Begin Material for this exercise

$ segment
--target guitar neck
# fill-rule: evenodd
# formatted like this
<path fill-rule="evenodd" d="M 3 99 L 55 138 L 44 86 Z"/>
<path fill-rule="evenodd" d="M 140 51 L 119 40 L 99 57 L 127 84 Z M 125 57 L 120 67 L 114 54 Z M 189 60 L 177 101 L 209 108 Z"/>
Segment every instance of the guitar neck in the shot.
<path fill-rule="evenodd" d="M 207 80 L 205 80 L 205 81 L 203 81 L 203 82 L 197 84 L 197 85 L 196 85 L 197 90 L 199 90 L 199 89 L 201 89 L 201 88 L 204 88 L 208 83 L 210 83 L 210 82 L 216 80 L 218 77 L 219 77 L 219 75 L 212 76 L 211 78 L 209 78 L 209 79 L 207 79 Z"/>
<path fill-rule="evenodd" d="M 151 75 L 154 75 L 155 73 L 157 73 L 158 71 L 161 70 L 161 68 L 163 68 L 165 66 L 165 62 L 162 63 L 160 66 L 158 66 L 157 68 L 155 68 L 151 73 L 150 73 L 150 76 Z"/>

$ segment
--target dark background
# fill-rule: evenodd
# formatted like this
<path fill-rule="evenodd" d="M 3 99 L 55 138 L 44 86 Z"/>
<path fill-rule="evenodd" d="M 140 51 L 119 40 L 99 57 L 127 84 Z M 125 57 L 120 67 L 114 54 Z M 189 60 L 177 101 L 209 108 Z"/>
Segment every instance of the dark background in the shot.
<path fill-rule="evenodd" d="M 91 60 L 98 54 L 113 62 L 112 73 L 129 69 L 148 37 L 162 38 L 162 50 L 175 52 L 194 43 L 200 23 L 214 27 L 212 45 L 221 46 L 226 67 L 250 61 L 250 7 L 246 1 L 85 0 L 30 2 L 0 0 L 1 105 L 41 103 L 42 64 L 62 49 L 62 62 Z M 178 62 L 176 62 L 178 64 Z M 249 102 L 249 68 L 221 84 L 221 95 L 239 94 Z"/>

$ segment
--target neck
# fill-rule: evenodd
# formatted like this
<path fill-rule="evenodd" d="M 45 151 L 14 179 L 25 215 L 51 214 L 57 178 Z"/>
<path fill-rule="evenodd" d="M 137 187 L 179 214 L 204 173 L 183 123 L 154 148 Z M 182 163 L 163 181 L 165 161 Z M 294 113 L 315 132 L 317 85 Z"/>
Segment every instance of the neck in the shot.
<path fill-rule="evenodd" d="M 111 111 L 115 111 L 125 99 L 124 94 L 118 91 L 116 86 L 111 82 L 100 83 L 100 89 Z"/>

End Material for this exercise

**Problem to solve**
Can you print the material above again, line for line with no changes?

**Result for this exercise**
$ segment
--target guitar neck
# fill-rule: evenodd
# formatted like this
<path fill-rule="evenodd" d="M 3 99 L 55 138 L 44 86 Z"/>
<path fill-rule="evenodd" d="M 140 51 L 119 40 L 99 57 L 127 84 Z M 125 57 L 120 67 L 114 54 Z M 189 60 L 177 101 L 209 108 Z"/>
Segment every instance of the guitar neck in the shot.
<path fill-rule="evenodd" d="M 207 80 L 205 80 L 205 81 L 203 81 L 203 82 L 197 84 L 197 85 L 196 85 L 197 90 L 199 90 L 199 89 L 201 89 L 201 88 L 204 88 L 208 83 L 210 83 L 210 82 L 216 80 L 218 77 L 219 77 L 219 75 L 212 76 L 211 78 L 209 78 L 209 79 L 207 79 Z"/>
<path fill-rule="evenodd" d="M 151 75 L 154 75 L 155 73 L 157 73 L 158 71 L 161 70 L 161 68 L 163 68 L 165 66 L 165 62 L 162 63 L 160 66 L 158 66 L 157 68 L 155 68 L 151 73 L 150 73 L 150 76 Z"/>

$ segment
--target dark background
# fill-rule: evenodd
# formatted like this
<path fill-rule="evenodd" d="M 3 99 L 55 138 L 44 86 Z"/>
<path fill-rule="evenodd" d="M 140 51 L 119 40 L 99 57 L 127 84 Z M 125 57 L 120 67 L 114 54 Z M 189 60 L 177 101 L 209 108 Z"/>
Segment every instance of the dark background in the shot.
<path fill-rule="evenodd" d="M 91 60 L 98 54 L 113 62 L 112 73 L 129 69 L 148 37 L 162 38 L 162 50 L 175 52 L 194 43 L 200 23 L 214 27 L 212 45 L 221 46 L 226 67 L 250 61 L 250 7 L 246 1 L 85 0 L 30 2 L 0 0 L 1 105 L 41 103 L 42 64 L 62 49 L 62 62 Z M 178 62 L 176 62 L 178 64 Z M 249 102 L 249 68 L 221 84 L 221 95 L 239 94 Z"/>

$ segment
--target neck
# fill-rule: evenodd
# formatted like this
<path fill-rule="evenodd" d="M 45 151 L 14 179 L 25 215 L 51 214 L 57 178 Z"/>
<path fill-rule="evenodd" d="M 137 187 L 179 214 L 204 173 L 183 123 L 154 148 Z M 182 163 L 163 181 L 165 161 Z M 294 113 L 315 132 L 317 85 Z"/>
Segment every instance of the neck in the shot.
<path fill-rule="evenodd" d="M 111 111 L 115 111 L 125 99 L 124 94 L 118 91 L 116 86 L 111 82 L 100 83 L 100 89 Z"/>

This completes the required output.